With the images removed, return every line below exactly as it reads.

◇ ◇ ◇

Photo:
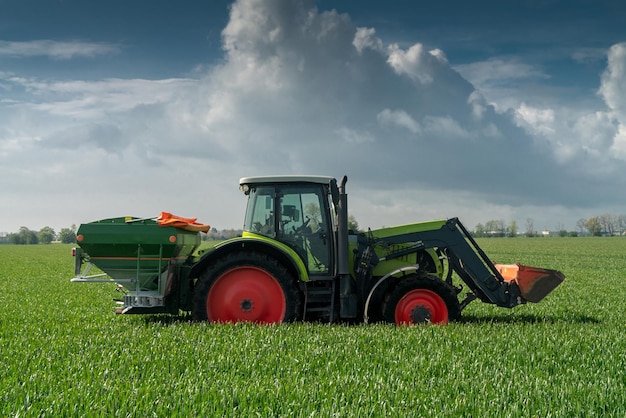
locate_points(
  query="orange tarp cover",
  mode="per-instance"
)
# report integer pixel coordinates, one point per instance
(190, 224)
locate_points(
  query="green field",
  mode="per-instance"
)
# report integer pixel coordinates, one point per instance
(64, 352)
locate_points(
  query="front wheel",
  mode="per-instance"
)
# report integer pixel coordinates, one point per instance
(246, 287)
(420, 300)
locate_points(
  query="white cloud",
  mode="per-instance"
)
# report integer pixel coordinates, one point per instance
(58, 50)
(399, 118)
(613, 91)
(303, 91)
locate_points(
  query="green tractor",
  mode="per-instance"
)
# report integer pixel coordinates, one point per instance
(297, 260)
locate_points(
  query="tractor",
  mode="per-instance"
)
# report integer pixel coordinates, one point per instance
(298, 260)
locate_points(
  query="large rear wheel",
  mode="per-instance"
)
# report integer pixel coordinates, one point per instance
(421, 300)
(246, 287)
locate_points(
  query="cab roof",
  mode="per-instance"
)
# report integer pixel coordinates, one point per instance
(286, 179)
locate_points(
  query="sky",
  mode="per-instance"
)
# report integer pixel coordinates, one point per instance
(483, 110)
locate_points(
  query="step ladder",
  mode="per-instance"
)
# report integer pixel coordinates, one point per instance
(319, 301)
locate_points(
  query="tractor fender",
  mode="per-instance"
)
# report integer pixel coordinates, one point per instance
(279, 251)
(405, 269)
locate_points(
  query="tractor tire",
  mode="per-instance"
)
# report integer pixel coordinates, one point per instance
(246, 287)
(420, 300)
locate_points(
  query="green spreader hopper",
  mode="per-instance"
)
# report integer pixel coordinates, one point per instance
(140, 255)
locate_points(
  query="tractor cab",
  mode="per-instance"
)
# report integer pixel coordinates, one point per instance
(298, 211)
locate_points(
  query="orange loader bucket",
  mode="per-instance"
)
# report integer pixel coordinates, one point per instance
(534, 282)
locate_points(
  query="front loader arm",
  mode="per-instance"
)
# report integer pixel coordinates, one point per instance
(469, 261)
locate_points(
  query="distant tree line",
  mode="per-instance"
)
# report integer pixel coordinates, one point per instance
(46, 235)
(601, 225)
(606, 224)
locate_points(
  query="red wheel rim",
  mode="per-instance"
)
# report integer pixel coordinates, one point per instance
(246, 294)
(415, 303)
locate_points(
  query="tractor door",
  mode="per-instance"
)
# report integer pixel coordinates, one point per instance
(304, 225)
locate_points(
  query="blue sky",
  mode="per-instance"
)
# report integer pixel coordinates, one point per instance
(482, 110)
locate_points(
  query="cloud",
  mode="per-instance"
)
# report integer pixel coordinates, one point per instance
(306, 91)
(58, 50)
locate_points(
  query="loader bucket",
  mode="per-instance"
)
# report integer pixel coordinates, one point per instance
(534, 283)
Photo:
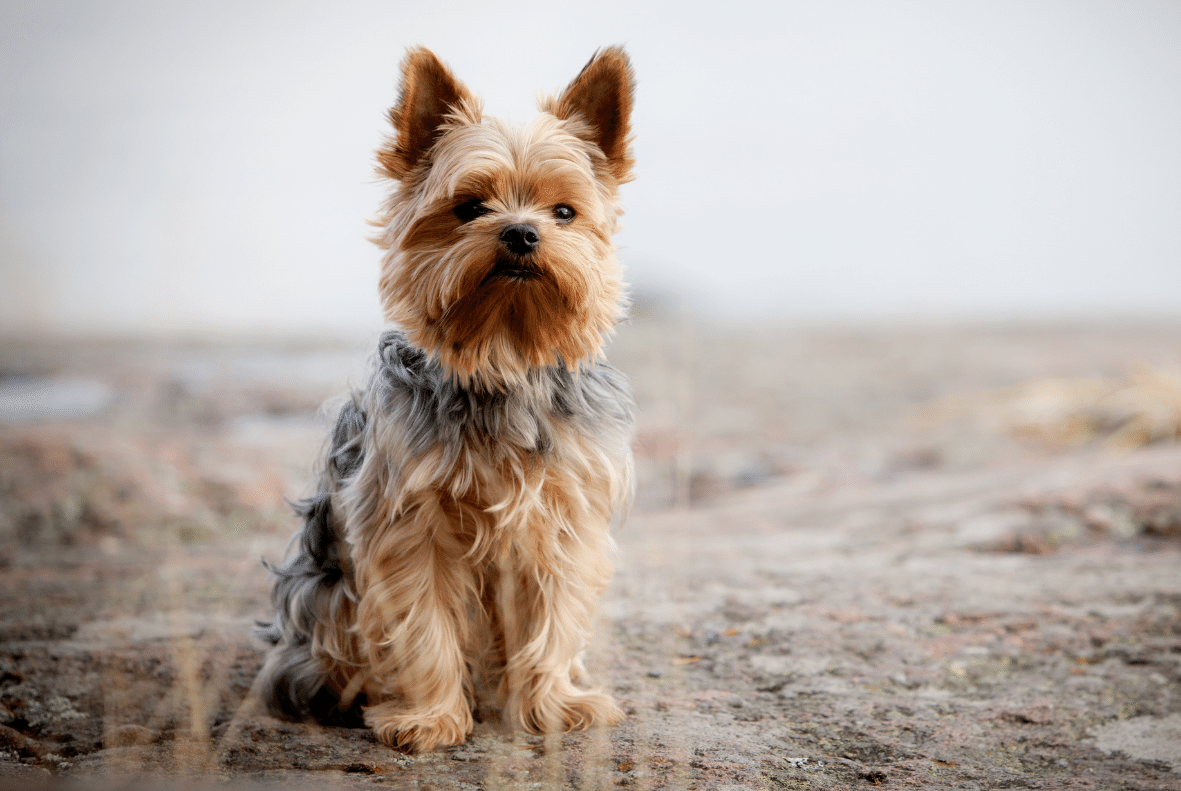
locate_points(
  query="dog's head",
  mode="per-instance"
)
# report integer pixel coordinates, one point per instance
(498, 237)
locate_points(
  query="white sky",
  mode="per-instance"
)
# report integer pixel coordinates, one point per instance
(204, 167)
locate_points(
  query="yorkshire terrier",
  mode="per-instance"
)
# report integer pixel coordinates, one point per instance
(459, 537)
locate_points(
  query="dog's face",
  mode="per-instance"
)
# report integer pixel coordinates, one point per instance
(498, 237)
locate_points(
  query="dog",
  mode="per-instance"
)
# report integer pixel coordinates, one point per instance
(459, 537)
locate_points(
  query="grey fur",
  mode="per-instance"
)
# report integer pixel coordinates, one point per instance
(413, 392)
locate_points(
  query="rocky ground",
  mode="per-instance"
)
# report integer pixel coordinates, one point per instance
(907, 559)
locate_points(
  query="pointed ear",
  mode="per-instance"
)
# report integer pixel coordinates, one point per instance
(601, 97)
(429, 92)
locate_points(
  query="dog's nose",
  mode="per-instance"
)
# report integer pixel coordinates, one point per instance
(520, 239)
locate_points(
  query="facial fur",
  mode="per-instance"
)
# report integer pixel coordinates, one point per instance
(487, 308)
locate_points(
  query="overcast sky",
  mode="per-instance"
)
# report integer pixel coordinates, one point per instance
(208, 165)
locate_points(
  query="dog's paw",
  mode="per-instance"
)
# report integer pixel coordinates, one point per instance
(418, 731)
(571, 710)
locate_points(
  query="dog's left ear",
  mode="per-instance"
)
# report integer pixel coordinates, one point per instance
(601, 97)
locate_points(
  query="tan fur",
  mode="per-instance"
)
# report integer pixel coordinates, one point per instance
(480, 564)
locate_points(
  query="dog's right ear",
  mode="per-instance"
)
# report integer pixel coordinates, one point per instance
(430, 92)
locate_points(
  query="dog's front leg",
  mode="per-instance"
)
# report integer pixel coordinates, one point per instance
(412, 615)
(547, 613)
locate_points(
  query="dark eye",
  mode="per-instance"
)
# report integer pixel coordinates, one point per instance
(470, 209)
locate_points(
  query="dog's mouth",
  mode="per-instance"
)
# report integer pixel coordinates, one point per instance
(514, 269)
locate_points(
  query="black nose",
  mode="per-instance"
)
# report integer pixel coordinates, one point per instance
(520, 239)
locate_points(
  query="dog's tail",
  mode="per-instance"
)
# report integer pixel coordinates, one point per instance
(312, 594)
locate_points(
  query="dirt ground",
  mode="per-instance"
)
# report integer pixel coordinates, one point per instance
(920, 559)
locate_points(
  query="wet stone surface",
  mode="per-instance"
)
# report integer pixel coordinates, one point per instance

◇ ◇ ◇

### EXERCISE OUTPUT
Photo:
locate_points(
  query="orange tarp cover",
  mode="per-instance"
)
# report integer pixel coordinates, one point per instance
(190, 224)
locate_points(
  query="green field",
  mode="per-instance"
)
# report integer pixel coordinates, one point per instance
(64, 352)
locate_points(
  query="front wheel",
  mode="per-instance"
)
# report integer pixel coordinates, one point per instance
(246, 287)
(420, 300)
locate_points(
  query="white cloud",
  mode="per-instance"
)
# report integer pixel coordinates, one point per instance
(58, 50)
(399, 118)
(613, 91)
(303, 91)
locate_points(
  query="green tractor",
  mode="per-instance"
)
# report integer pixel coordinates, one point per instance
(297, 260)
locate_points(
  query="tractor",
  mode="per-instance"
)
# report integer pixel coordinates, one point per instance
(298, 260)
locate_points(
  query="large rear wheel",
  mode="per-instance"
)
# report integer pixel coordinates, one point per instance
(421, 300)
(246, 287)
locate_points(
  query="cab roof",
  mode="per-instance"
)
# report integer pixel coordinates, one point per instance
(286, 179)
locate_points(
  query="sky",
  mode="per-instance"
)
# report integer pixel coordinates, one point per instance
(483, 110)
locate_points(
  query="step ladder",
  mode="per-instance"
)
# report integer pixel coordinates, one point per instance
(319, 301)
locate_points(
  query="tractor fender",
  mode="per-instance"
)
# report integer pixel coordinates, one point per instance
(279, 251)
(405, 269)
locate_points(
  query="tractor tire",
  mode="per-instance"
)
# report integer pixel coordinates, one point per instance
(246, 287)
(420, 300)
locate_points(
  query="green spreader hopper",
  mode="per-instance"
)
# report integer pixel coordinates, one point per instance
(140, 255)
locate_points(
  query="tractor cab",
  mode="per-instance"
)
# report integer pixel coordinates, one point per instance
(298, 211)
locate_points(
  query="orange loader bucket",
  mode="per-instance"
)
# report integer pixel coordinates, one point per instance
(534, 282)
locate_points(
  query="front loader arm",
  mode="per-instance"
)
# report integer pixel coordinates, one point per instance
(469, 261)
locate_points(
  query="distant tree line",
  mode="per-instance"
)
# report integer pixel coordinates, one point per instance
(46, 235)
(601, 225)
(606, 224)
locate_points(
  query="red wheel rim",
  mode="per-instance"
)
# report integer pixel coordinates, one point per instance
(246, 294)
(415, 303)
locate_points(
  query="tractor door",
  mode="per-instance"
)
# report integer pixel coordinates, one point per instance
(304, 225)
locate_points(
  query="blue sky",
  mode="per-instance"
)
# report integer pixel coordinates, one point per instance
(482, 110)
locate_points(
  query="cloud",
  mode="per-instance"
)
# report integer pixel coordinates, one point per instance
(306, 91)
(58, 50)
locate_points(
  query="loader bucket",
  mode="per-instance"
)
# report integer pixel coordinates, one point per instance
(534, 283)
Photo:
locate_points(
  query="dog's head",
  mode="per-instance"
)
# report integer pixel coordinates, one point per instance
(498, 237)
locate_points(
  query="white sky",
  mode="per-instance"
)
# report integer pixel coordinates, one point per instance
(204, 167)
locate_points(
  query="yorkshire terrier",
  mode="per-instance"
)
# report integer pixel coordinates, one point per instance
(459, 537)
locate_points(
  query="dog's face",
  mode="per-instance"
)
# report integer pixel coordinates, one point per instance
(498, 237)
locate_points(
  query="dog",
  mode="per-instance"
)
# report integer pixel coordinates, one point per instance
(459, 537)
locate_points(
  query="grey fur",
  mode="per-instance"
)
# report integer pixel coordinates, one point per instance
(413, 392)
locate_points(
  query="rocky ground",
  mode="per-instance"
)
# report integer pixel coordinates, one point per instance
(907, 559)
locate_points(
  query="pointed ear",
  mode="per-instance"
)
# report integer pixel coordinates, one point per instance
(601, 97)
(429, 92)
locate_points(
  query="dog's nose",
  mode="per-instance"
)
# report integer pixel coordinates, one point per instance
(520, 239)
locate_points(
  query="facial fur",
  mode="per-instance"
)
# report integer pixel coordinates, one point per instance
(487, 308)
locate_points(
  query="overcast sky",
  mode="per-instance"
)
# report integer pixel coordinates, one point per instance
(208, 165)
locate_points(
  query="dog's paw",
  mode="per-instance"
)
# report integer pixel coordinates, one point per instance
(418, 731)
(571, 710)
locate_points(
  query="dog's left ear",
  mode="per-instance"
)
# report integer pixel coordinates, one point per instance
(601, 97)
locate_points(
  query="tan fur",
  mode="per-instance"
)
# report integer pixel coordinates, one point per instance
(480, 564)
locate_points(
  query="dog's right ear",
  mode="per-instance"
)
# report integer pixel coordinates, one point per instance
(430, 92)
locate_points(
  query="dog's front leg",
  mode="per-instance"
)
# report integer pixel coordinates, one point per instance
(412, 615)
(547, 613)
locate_points(
  query="dark eye",
  mode="per-instance"
)
# report integer pixel coordinates, one point per instance
(470, 209)
locate_points(
  query="dog's mouth",
  mode="per-instance"
)
# report integer pixel coordinates, one point per instance
(514, 269)
locate_points(
  query="black nose",
  mode="per-instance"
)
# report integer pixel coordinates, one point per instance
(520, 239)
locate_points(
  query="dog's tail",
  mode="per-instance"
)
# report integer pixel coordinates, one point per instance
(312, 594)
locate_points(
  query="dirt ground",
  mode="per-instance"
)
# report integer pixel coordinates, one point per instance
(920, 559)
locate_points(
  query="wet stone surface",
  mode="per-instance"
)
# report integer pixel coordinates, one point per instance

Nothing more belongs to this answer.